*ПИСЬМЕННОЕ ЗАДАНИЕ*.
Напишите продолжение текста о братиславском кафе «Боон» и журнале «Дав», начав сразу после его последнего предложения.

Братиславская Замковая лестница.

В «Бооне» подавали очень вкусный кофе. Мы собирались там обычно после пяти. Приходили дависты и знакомые завсегдатаи, иногда заскакивали и артисты Словацкого национального театра. Здесь можно было увидеть Яна Поничана, Франтишека Вноучека, Франё Краля, иногда сюда заглядывали Даниэль Окали, Андрей Багар и Иша Крейчи, а также режиссер Виктор Шульц{80}. С актерами мы водили дружбу. Среди них было много наших добрых приятелей. Они охотно выступали на вечерах, когда нам хотелось украсить программу художественным чтением. Бездичек вместе с нами разучивал «Песню о Соколе» Горького. Это был первый в Братиславе концерт хоровой декламации, организованный еще до того, как мы услышали о «Войсбенде» Буриана{81}.

Постоянными посетителями «Боона» были Феро и Ленка Санто, Карел и Вера Светликовы, без которых «Дав» никогда не стал бы «Давом». Они выполняли ту невидимую миру работу, о которой едва ли кто знает и без которой журнал так же немыслим, как без статей. На их попечении была доставка материалов и рассылка журнала. Они вели картотеку читателей и подписчиков, договаривались о публикации объявлений в журнале и добывали деньги для оплаты типографских работ, придумывали всевозможные формы пропаганды и рекламы, вели бухгалтерский учет в редакции этого издания, которому мы отдавали всю свою энергию, рожденную молодостью и революционным энтузиазмом.

Записи для указания и разметки:
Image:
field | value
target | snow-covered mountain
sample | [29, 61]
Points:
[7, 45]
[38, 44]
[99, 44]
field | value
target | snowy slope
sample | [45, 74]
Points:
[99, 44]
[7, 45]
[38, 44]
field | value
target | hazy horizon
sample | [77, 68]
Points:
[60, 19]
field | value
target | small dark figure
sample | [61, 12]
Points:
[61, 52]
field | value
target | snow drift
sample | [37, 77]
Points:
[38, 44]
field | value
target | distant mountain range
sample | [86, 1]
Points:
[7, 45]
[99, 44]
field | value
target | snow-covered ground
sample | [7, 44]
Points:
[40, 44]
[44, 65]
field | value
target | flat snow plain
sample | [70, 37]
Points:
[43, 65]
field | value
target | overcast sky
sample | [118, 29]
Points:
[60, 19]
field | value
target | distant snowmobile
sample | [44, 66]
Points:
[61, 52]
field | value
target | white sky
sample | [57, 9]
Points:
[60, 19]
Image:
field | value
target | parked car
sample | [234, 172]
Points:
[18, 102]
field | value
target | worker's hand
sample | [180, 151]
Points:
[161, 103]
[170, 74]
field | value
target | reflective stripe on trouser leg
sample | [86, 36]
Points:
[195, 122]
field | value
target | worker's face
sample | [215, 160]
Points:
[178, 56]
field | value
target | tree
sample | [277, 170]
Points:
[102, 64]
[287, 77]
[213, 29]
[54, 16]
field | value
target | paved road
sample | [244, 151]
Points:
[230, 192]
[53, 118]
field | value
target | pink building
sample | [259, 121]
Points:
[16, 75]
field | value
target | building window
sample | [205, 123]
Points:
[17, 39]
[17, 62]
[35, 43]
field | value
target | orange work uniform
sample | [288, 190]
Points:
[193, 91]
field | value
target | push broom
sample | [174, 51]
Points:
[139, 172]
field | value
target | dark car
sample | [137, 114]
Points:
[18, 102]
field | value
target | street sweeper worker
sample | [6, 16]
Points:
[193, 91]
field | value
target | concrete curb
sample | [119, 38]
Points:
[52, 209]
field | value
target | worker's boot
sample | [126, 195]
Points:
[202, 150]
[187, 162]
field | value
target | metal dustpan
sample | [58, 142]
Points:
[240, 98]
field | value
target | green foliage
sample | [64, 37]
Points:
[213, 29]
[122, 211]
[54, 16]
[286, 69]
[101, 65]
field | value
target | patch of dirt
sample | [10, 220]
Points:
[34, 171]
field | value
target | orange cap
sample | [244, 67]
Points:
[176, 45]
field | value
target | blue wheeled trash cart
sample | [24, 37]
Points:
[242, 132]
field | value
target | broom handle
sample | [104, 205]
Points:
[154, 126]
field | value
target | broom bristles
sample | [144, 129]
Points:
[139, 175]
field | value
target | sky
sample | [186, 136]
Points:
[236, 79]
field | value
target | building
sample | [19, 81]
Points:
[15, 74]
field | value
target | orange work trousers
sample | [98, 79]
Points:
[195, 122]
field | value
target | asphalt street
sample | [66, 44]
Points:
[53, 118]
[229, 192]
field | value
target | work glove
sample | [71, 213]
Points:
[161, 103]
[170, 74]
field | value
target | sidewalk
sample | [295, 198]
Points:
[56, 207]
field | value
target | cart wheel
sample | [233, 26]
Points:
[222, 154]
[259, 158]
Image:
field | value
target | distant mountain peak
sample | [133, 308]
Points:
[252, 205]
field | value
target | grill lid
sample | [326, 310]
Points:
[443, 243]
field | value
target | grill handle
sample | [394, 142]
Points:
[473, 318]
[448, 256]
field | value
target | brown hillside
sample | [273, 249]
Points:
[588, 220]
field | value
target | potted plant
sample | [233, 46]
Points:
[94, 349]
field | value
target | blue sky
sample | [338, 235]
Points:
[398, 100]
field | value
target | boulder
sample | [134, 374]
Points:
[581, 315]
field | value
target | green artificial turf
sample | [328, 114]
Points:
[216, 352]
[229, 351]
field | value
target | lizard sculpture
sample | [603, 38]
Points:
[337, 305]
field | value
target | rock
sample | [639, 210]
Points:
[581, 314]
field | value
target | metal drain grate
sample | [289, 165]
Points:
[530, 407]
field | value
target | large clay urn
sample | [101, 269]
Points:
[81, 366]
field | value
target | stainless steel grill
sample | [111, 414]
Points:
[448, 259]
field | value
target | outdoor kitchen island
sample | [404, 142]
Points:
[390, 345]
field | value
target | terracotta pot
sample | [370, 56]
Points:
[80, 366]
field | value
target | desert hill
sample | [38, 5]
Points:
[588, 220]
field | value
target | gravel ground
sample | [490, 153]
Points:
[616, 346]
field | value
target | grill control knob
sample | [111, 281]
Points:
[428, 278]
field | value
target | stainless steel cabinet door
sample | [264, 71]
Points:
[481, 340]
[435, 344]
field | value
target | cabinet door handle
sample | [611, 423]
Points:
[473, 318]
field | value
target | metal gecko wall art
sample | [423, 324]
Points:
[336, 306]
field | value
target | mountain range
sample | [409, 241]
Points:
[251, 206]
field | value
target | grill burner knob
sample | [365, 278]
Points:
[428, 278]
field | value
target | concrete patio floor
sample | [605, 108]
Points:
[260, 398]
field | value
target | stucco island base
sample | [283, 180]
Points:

*РЕЗУЛЬТАТ*.
«Дав» был журналом, который издавала небольшая группа людей. Вначале они не имели никаких средств для его издания. Журнал выходил исключительно благодаря их самоотверженности, горячей преданности коммунистическим идеям, благодаря людям, которые этими идеями жили и готовы были ради них пойти на любые жертвы. И это чувствовалось в самом содержании, в самом духе журнала. Особым был и круг его читателей. Они не только читали, они любили свой журнал и делились с ним всеми своими заботами. Мы очень гордились отделом писем, без которых не обходился ни один номер «Дава». Подписчики писали нам не только из Словакии, но и из Канады и Соединенных Штатов Америки.

В истории журнала были и очень трудные периоды. Но это был единственный в своем роде журнал. Нынешние редколлегии журналов не знают и десятой доли тех трудностей, которые мы испытывали. Пожалуй, теперь вообще даже не представляют, как издавались журналы в то время: не знают, что номера составлялись урывками, по вечерам, ночами и, разумеется, безвозмездно. Журналы держались лишь на энтузиазме и самоотверженности тех, кто их издавал, кто писал для них, кто читал их. И кропотливую техническую, административную работу, от которой так много зависело, поскольку типографии ничего не печатали даром, за вас тоже никто бы не сделал.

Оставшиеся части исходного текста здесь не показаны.